**REQUIRED WORK**. Write out the rows below again, substituting "object" for every "instance" and leaving everything else unchanged.
** Begin **
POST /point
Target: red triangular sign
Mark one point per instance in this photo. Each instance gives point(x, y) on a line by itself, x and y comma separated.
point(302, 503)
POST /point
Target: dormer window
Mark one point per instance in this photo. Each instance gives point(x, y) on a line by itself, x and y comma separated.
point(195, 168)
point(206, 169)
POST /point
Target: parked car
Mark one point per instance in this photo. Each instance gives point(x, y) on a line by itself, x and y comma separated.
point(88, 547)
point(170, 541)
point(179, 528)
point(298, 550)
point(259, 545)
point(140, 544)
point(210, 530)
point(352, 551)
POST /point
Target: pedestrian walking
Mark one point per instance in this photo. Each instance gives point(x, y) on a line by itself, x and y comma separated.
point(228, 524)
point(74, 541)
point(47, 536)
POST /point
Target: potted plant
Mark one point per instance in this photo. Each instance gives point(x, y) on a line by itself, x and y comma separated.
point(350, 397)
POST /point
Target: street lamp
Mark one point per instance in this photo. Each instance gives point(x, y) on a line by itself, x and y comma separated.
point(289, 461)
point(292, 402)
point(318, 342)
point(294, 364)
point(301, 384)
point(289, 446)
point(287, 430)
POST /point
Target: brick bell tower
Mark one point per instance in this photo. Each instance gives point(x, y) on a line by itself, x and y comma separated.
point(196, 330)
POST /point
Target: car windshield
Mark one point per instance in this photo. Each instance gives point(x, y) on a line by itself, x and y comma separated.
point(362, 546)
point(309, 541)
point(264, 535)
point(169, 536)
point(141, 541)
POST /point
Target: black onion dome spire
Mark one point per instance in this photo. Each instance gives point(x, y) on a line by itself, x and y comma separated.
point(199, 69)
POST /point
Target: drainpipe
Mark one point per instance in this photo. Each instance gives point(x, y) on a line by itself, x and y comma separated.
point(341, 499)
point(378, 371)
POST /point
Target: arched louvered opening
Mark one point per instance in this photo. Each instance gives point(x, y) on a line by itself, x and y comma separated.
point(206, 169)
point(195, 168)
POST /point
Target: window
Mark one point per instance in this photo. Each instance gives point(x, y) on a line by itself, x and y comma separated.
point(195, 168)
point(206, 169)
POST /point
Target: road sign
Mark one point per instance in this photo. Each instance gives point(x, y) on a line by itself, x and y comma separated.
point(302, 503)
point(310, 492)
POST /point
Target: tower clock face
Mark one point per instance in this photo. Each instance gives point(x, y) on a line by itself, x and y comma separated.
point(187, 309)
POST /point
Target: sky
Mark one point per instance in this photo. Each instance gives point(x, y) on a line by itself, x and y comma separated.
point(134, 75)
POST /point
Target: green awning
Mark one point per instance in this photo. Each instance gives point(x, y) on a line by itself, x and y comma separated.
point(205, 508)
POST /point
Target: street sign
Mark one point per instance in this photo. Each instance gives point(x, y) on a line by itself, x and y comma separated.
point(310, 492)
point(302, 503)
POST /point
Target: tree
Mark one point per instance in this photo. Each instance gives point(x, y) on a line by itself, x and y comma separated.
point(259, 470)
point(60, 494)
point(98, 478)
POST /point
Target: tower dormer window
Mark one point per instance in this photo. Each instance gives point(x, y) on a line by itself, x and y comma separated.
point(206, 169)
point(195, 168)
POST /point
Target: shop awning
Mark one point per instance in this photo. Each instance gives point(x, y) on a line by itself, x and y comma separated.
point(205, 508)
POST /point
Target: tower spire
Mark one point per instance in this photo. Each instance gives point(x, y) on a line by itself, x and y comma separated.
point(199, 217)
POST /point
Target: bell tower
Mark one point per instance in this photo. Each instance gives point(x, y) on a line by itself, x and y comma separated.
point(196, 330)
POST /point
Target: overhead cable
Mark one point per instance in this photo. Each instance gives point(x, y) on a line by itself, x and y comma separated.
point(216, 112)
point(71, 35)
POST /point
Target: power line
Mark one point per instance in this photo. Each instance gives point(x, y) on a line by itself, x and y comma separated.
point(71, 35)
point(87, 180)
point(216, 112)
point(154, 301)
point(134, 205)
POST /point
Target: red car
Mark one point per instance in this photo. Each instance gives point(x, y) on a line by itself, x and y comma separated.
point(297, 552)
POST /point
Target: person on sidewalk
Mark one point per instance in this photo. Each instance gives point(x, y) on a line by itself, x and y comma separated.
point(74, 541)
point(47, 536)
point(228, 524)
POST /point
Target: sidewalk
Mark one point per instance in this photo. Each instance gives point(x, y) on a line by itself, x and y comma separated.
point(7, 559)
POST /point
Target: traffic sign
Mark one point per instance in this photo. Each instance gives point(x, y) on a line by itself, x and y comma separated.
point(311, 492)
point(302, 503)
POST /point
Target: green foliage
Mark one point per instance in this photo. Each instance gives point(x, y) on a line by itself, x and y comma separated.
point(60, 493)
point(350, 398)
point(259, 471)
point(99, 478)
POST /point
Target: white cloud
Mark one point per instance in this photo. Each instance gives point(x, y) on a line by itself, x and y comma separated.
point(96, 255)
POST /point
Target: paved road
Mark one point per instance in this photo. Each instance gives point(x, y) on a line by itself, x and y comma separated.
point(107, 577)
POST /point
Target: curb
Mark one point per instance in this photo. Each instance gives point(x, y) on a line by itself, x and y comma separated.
** End **
**RESULT OF THE TASK**.
POST /point
Target: red triangular sign
Mark one point per object in this photo. Each object gives point(x, y) on a line by itself, x and y comma separated.
point(302, 503)
POST /point
Target: dormer window
Mark one point per object in this photo. Each object gives point(x, y) on a line by itself, x and y comma separated.
point(195, 168)
point(206, 169)
POST /point
Target: parked car
Mark one point per object in this photo. Each object gives point(x, y) on a line by itself, x and y comma separated.
point(88, 547)
point(170, 541)
point(179, 528)
point(298, 550)
point(259, 545)
point(140, 544)
point(210, 530)
point(352, 551)
POST /point
Target: pedestrian walking
Mark one point per object in this photo. Each object gives point(x, y) on a line by itself, x and y comma separated.
point(228, 524)
point(74, 541)
point(47, 536)
POST /point
Target: potted plant
Mark one point per object in this photo. Each object gives point(x, y) on a line by itself, x and y comma separated.
point(350, 397)
POST /point
Target: street lamp
Mark one point per object in this photo. Each object gives point(x, y) on a line by itself, x and y comma separated.
point(289, 461)
point(292, 402)
point(318, 342)
point(294, 364)
point(301, 384)
point(289, 446)
point(287, 430)
POST /point
Target: brick bell tower
Mark one point per object in this photo. Each object gives point(x, y) on a line by itself, x and y comma separated.
point(196, 330)
POST /point
Target: car windshield
Mark one point per object in this photo. Each object gives point(x, y) on a line by itself, x and y comma separated.
point(362, 546)
point(309, 541)
point(264, 535)
point(169, 536)
point(141, 541)
POST /point
Target: black onion dome spire
Mark one point per object in this photo. Each object gives point(x, y) on a line by itself, x and y comma separated.
point(199, 69)
POST /point
Target: drainpipe
Mark one point per object in this photo. Each object gives point(x, y) on a line by itself, x and y comma separated.
point(341, 499)
point(378, 371)
POST /point
Target: arched louvered opening
Mark one point per object in this photo. Each object gives point(x, y) on a line by itself, x and y comma separated.
point(206, 169)
point(195, 168)
POST /point
Target: window
Mark one point per object in this photo. Each object gives point(x, y) on a line by itself, x and y comma separated.
point(195, 168)
point(206, 169)
POST /point
Target: road sign
Mark one point per object in this photo. Each object gives point(x, y) on a line by itself, x and y comma separated.
point(302, 503)
point(310, 492)
POST /point
Target: tower clock face
Mark one point per object in this photo. Each object gives point(x, y) on a line by itself, x and y comma separated.
point(187, 309)
POST /point
Target: sky
Mark one point per object in this photo. Each object gives point(x, y) on a line by itself, x and y comma separated.
point(134, 75)
POST /point
Target: green awning
Mark one point per object in this photo. Each object gives point(x, y) on a line by itself, x and y comma separated.
point(205, 508)
POST /point
Target: street sign
Mark one point per object in this photo. Each object gives point(x, y) on a line by itself, x and y comma separated.
point(310, 492)
point(302, 503)
POST /point
Target: tree
Mark one point per object in this photo. Each object gives point(x, y) on a line by itself, x and y comma separated.
point(259, 470)
point(60, 494)
point(98, 478)
POST /point
Target: tower dormer window
Mark one point per object in this photo. Each object gives point(x, y) on a line by itself, x and y comma separated.
point(206, 169)
point(195, 168)
POST /point
Target: shop awning
Mark one point per object in this photo. Each object gives point(x, y) on a line by itself, x and y comma separated.
point(205, 508)
POST /point
Target: tower spire
Mark one point per object in this photo. Each object gives point(x, y) on a line by itself, x and y comma separated.
point(199, 217)
POST /point
Target: bell tower
Mark one point per object in this photo. Each object gives point(x, y) on a line by itself, x and y comma separated.
point(196, 330)
POST /point
Target: overhead cable
Mark one point per object in this photo. Each object gives point(x, y) on a line by itself, x and y comma separated.
point(216, 112)
point(71, 35)
POST /point
Target: power line
Mark one point per object in this photo. Each object gives point(x, y) on a line by itself, x and y comma separated.
point(71, 35)
point(87, 180)
point(216, 112)
point(154, 301)
point(134, 205)
POST /point
Target: red car
Mark one point per object in this photo. Each object gives point(x, y) on a line by itself, x and y comma separated.
point(297, 552)
POST /point
Target: person on sidewalk
Mark one point per object in this photo. Each object gives point(x, y) on a line by itself, x and y comma separated.
point(74, 541)
point(47, 536)
point(228, 524)
POST /point
Target: sidewalk
Mark one point per object in this photo. Each object gives point(x, y) on a line by itself, x and y comma separated.
point(7, 559)
POST /point
Target: traffic sign
Mark one point per object in this photo. Each object gives point(x, y) on a line by itself, x and y comma separated.
point(311, 492)
point(302, 503)
POST /point
Target: green foliage
Mark one point per object in this photo. Each object gives point(x, y) on a line by itself, x and y comma separated.
point(60, 493)
point(350, 398)
point(259, 471)
point(99, 478)
POST /point
Target: white cloud
Mark one point per object in this photo. Each object gives point(x, y) on a line by itself, x and y comma separated.
point(96, 255)
POST /point
Target: paved road
Mark one point per object in this photo. Each object gives point(x, y) on a line by itself, x and y comma separated.
point(107, 577)
POST /point
Target: curb
Mark one point per object in this photo. Each object gives point(x, y) on a line by itself, x and y comma separated.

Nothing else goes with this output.